# Provided passage
Christian higher education school in United States

Puritan Reformed Theological Seminary is a Reformed seminary in Grand Rapids, Michigan. Joel R. Beeke was the president of Puritan Reformed from 1995 to 2023 and currently serves as the chancellor, while Adriaan C. Neele serves as the president and Gerald M. Bilkes as the vice president. Founded by the Heritage Reformed Congregations in 1995, Puritan Reformed is a graduate school that offers both masters' and doctoral degrees. All of its faculty subscribe to the Three Forms of Unity and the Westminster Standards. Since 1998, the Free Reformed Churches of North America (FRCNA) has sent its theological students to Puritan Reformed.

==International Campuses==
Apart from the main campus in Grand Rapids, Puritan Reformed has five global extension campuses for the ThM degree in Africa (Pretoria, South Africa), Asia (Taipei, Taiwan), Europe (London, United Kingdom), the Middle East (Cairo, Egypt) and South America (São José dos Campos, Brazil).

==Accreditation==
The state of Michigan has granted Puritan Reformed a degree-granting charter and has approved their degree offerings. Puritan Reformed offers six accredited degrees: the Master of Divinity (MDiv), Master of Arts (MA), Master of Arts in Biblical Counseling (MABC), Master of Theology (ThM), Doctor of Ministry (DMin), and Doctor of Philosophy (PhD).

In February 2014, Puritan Reformed became accredited by the Association of Theological Schools in the United States and Canada.

# Entries provided
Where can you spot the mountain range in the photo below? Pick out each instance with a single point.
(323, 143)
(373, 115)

...

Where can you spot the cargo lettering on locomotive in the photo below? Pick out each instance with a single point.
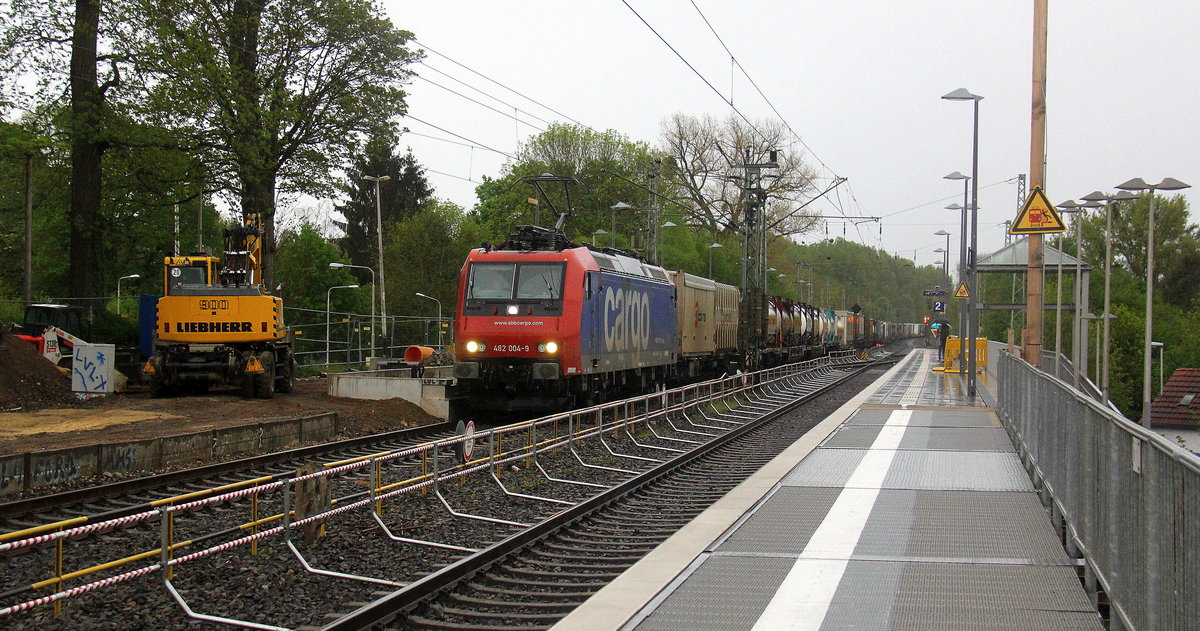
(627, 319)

# What to do
1. Reproduce the Puritan Reformed passage word for word, starting at "Puritan Reformed Theological" and ending at "to Puritan Reformed.".
2. According to the Puritan Reformed passage, which church body has sent its theological students to the seminary since 1998?
3. Render this sentence from the Puritan Reformed passage in Spanish: "All of its faculty subscribe to the Three Forms of Unity and the Westminster Standards."
The rows play no part in this work.

# Exercise responses
1.
Puritan Reformed Theological Seminary is a Reformed seminary in Grand Rapids, Michigan. Joel R. Beeke was the president of Puritan Reformed from 1995 to 2023 and currently serves as the chancellor, while Adriaan C. Neele serves as the president and Gerald M. Bilkes as the vice president. Founded by the Heritage Reformed Congregations in 1995, Puritan Reformed is a graduate school that offers both masters' and doctoral degrees. All of its faculty subscribe to the Three Forms of Unity and the Westminster Standards. Since 1998, the Free Reformed Churches of North America (FRCNA) has sent its theological students to Puritan Reformed.

2. The Free Reformed Churches of North America (FRCNA).

3. Todos los miembros de su cuerpo docente suscriben las Tres Formas de Unidad y las Normas de Westminster.